__Short task__
Rewrite the items from their start through the line holding "130,74 -> 255,181", inclusive, keeping both the requests and the answers but leaving out the pictures. Shift every bounding-box coordinate in those answers up by 39, and leave the requests and their format samples unchanged.

__Data__
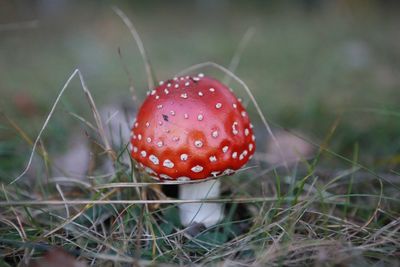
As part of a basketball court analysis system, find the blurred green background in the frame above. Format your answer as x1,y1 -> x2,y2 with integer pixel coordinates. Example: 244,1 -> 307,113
0,0 -> 400,177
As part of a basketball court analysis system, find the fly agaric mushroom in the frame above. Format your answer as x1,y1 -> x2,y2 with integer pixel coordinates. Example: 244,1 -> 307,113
130,74 -> 255,227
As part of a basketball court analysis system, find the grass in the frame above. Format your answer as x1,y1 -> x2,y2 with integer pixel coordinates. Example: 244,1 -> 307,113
0,2 -> 400,266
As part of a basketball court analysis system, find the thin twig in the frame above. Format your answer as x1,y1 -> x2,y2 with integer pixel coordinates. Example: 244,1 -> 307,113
112,6 -> 155,90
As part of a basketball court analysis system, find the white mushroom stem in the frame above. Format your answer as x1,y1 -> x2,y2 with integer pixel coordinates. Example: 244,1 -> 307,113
179,180 -> 223,227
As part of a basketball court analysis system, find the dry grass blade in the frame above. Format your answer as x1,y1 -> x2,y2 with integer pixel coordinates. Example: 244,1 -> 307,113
10,69 -> 116,184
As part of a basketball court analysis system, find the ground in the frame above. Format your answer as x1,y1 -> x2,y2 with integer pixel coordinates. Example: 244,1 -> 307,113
0,1 -> 400,266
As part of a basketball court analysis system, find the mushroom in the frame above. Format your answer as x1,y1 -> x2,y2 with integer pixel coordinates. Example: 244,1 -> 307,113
130,74 -> 255,227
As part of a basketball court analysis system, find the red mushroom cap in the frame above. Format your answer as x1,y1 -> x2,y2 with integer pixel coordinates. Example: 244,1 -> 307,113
130,74 -> 255,181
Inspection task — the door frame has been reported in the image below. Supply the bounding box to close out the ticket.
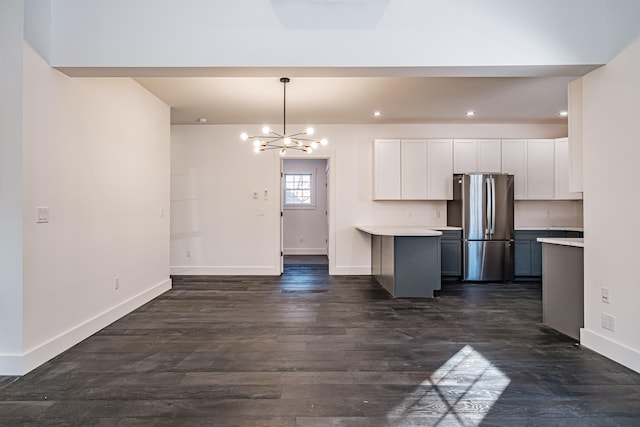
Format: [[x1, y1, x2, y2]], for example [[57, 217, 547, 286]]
[[273, 148, 336, 275]]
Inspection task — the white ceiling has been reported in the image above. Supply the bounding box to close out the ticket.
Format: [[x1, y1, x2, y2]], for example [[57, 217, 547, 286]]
[[136, 75, 576, 125]]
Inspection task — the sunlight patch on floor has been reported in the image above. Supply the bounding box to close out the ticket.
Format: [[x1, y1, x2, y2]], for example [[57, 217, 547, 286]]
[[387, 345, 511, 426]]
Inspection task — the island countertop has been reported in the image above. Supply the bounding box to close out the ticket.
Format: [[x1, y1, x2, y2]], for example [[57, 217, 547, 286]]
[[356, 225, 442, 237], [537, 237, 584, 248]]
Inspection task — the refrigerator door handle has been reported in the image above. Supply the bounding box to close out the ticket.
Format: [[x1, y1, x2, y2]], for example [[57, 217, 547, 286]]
[[484, 178, 492, 236], [491, 177, 496, 235]]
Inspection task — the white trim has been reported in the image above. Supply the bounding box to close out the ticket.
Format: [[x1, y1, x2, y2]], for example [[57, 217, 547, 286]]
[[283, 248, 327, 255], [580, 328, 640, 373], [0, 354, 22, 375], [273, 148, 338, 276], [331, 265, 371, 276], [170, 265, 280, 276], [0, 279, 171, 375]]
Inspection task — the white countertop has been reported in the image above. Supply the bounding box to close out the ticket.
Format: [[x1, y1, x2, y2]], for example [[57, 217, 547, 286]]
[[356, 225, 442, 237], [516, 226, 584, 231], [537, 237, 584, 248]]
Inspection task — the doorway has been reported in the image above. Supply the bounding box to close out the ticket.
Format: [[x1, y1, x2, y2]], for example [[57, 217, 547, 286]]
[[282, 158, 329, 265]]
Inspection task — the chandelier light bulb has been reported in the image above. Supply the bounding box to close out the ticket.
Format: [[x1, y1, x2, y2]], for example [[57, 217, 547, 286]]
[[240, 77, 328, 156]]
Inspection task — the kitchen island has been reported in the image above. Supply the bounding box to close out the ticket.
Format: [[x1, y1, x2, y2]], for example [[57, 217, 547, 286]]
[[356, 226, 442, 298], [538, 237, 584, 340]]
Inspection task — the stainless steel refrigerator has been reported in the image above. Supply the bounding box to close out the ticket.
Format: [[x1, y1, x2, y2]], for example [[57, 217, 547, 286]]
[[447, 173, 514, 281]]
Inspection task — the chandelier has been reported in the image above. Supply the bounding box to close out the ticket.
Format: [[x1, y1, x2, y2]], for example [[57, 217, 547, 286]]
[[240, 77, 328, 156]]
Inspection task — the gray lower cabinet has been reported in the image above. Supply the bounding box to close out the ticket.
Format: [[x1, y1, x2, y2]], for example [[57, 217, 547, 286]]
[[371, 234, 441, 298], [440, 230, 462, 280], [514, 230, 584, 280], [542, 243, 584, 340]]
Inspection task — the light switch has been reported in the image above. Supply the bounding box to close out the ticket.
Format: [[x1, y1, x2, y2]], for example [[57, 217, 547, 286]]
[[36, 206, 49, 224]]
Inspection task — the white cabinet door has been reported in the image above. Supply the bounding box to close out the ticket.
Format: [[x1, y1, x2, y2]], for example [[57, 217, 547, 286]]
[[453, 139, 478, 173], [401, 139, 428, 200], [427, 139, 453, 200], [527, 139, 555, 200], [476, 139, 502, 173], [554, 138, 582, 200], [502, 139, 527, 200], [373, 139, 402, 200]]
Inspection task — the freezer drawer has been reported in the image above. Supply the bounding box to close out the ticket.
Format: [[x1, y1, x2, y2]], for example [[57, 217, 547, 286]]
[[462, 240, 513, 281]]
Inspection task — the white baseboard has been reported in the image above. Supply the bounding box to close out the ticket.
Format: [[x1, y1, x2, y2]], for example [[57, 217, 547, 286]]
[[580, 328, 640, 373], [282, 248, 327, 255], [0, 279, 171, 375], [169, 265, 280, 276], [331, 265, 371, 276]]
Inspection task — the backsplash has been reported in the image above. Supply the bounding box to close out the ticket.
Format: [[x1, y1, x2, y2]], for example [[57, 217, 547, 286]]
[[514, 200, 584, 228]]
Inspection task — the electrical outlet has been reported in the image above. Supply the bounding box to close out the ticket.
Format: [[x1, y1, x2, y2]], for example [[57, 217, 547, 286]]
[[602, 313, 616, 332]]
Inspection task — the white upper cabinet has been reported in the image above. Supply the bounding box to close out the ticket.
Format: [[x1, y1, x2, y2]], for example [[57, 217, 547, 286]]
[[373, 139, 401, 200], [527, 139, 555, 200], [373, 139, 453, 200], [502, 139, 527, 200], [373, 138, 582, 200], [453, 139, 502, 173], [477, 139, 502, 173], [428, 139, 453, 200], [554, 138, 582, 200], [401, 139, 429, 200], [453, 139, 478, 173]]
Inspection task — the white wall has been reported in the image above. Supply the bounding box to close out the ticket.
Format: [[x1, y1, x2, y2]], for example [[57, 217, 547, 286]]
[[581, 38, 640, 372], [52, 0, 608, 75], [9, 44, 171, 372], [171, 124, 567, 274], [0, 1, 24, 375], [282, 159, 329, 255], [513, 200, 584, 228]]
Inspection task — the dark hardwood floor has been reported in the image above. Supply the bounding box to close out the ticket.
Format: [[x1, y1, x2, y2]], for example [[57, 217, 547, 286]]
[[0, 265, 640, 427]]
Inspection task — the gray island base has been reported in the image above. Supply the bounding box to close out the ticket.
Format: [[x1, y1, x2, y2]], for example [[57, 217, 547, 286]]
[[356, 226, 442, 298], [538, 238, 584, 340]]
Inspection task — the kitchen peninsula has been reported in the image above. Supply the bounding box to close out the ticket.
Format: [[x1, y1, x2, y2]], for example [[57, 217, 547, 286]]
[[356, 226, 442, 298], [538, 238, 584, 340]]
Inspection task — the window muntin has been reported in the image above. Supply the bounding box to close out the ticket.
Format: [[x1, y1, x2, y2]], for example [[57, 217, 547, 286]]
[[284, 173, 313, 207]]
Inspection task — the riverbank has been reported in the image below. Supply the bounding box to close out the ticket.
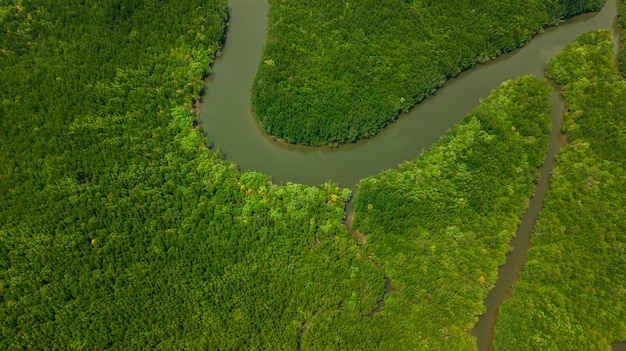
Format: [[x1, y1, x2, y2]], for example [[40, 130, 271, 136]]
[[199, 0, 616, 188]]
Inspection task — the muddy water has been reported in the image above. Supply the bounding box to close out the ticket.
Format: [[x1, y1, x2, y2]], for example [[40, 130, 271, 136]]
[[472, 1, 626, 351], [472, 85, 566, 351], [200, 0, 616, 188]]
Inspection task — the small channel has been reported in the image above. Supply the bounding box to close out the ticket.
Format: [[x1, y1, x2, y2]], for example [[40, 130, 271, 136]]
[[472, 83, 566, 351]]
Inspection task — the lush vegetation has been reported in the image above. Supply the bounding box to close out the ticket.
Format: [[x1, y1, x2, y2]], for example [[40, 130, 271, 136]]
[[0, 0, 385, 350], [495, 31, 626, 351], [6, 0, 626, 350], [252, 0, 604, 145], [618, 2, 626, 74], [354, 76, 552, 350]]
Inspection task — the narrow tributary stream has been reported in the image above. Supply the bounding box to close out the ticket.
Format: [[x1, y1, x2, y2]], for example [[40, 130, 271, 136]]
[[471, 1, 626, 351], [199, 0, 617, 188]]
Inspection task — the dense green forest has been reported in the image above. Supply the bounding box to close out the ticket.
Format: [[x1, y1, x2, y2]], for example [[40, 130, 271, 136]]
[[495, 29, 626, 351], [0, 0, 626, 350], [618, 2, 626, 75], [252, 0, 604, 145], [0, 0, 385, 350], [354, 76, 552, 350]]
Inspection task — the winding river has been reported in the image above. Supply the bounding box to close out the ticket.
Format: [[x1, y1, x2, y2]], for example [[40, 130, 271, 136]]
[[199, 0, 626, 351], [199, 0, 617, 188]]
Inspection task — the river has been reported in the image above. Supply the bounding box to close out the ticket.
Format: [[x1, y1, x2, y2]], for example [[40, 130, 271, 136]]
[[199, 0, 616, 189], [199, 0, 626, 351]]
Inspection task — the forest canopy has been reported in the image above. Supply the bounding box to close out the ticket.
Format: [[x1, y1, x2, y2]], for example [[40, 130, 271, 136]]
[[494, 31, 626, 351], [354, 76, 552, 350], [252, 0, 604, 145], [0, 0, 626, 351]]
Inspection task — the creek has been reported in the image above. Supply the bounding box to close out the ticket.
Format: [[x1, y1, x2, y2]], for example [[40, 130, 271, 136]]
[[199, 0, 626, 351], [199, 0, 617, 189]]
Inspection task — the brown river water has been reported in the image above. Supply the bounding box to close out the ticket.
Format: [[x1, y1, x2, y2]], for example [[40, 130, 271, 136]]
[[199, 0, 626, 351]]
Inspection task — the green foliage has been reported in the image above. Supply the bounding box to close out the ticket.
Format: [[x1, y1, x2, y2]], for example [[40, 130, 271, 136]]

__Solution to the exercise__
As part of a basketball court analysis system, find the blurred green background in the frame above. Format your answer as x1,y1 -> x2,y2 with integer pixel coordinates. Example: 244,1 -> 307,113
39,39 -> 439,216
As part of a basketball court analysis system, find the fly agaric mushroom in the frame above. Format your answer as x1,y1 -> x2,y2 with integer pixel coordinates. Example: 244,1 -> 307,113
169,113 -> 294,266
As part of a basketball court analysis system, find the grass in the frame above. Format your answer as x1,y1 -> x2,y2 with integer pixel coordinates. Example: 244,1 -> 307,113
39,41 -> 439,305
As part of a basketball court analysis system, find the thin twig in the frame above. Format your answer as x1,y1 -> x2,y2 with integer pixel coordinates. Example: 244,1 -> 307,113
151,45 -> 194,129
As part of a basketball court analysis system, find the white mushroom stem in the frame above. Format your answer as x1,y1 -> x2,y2 with integer pixel coordinates. Example: 244,1 -> 307,113
218,219 -> 262,266
As part of a basketball court analysis system, find the dry grass blade in the frame above. Format your answer as x1,y1 -> x2,y2 with integer pixel coordinates. Example: 244,1 -> 307,113
49,108 -> 155,223
As part of a basketball court analysis system, find the ground in the frame above. Format your answer as x1,y1 -> x2,y2 with integer pixel coordinates. Example: 244,1 -> 307,113
39,40 -> 439,305
As part of a basketball court analysis system, find the mushroom in the frame above. Format your answer as x1,y1 -> x2,y2 with integer pixel coordinates. Example: 244,1 -> 307,113
169,113 -> 294,266
As part of a basketball court analysis system, find the red mushroom cap in the frame above. Format your answer as x1,y1 -> x2,y2 with integer pixel coordinates. Example: 244,1 -> 307,113
169,113 -> 294,220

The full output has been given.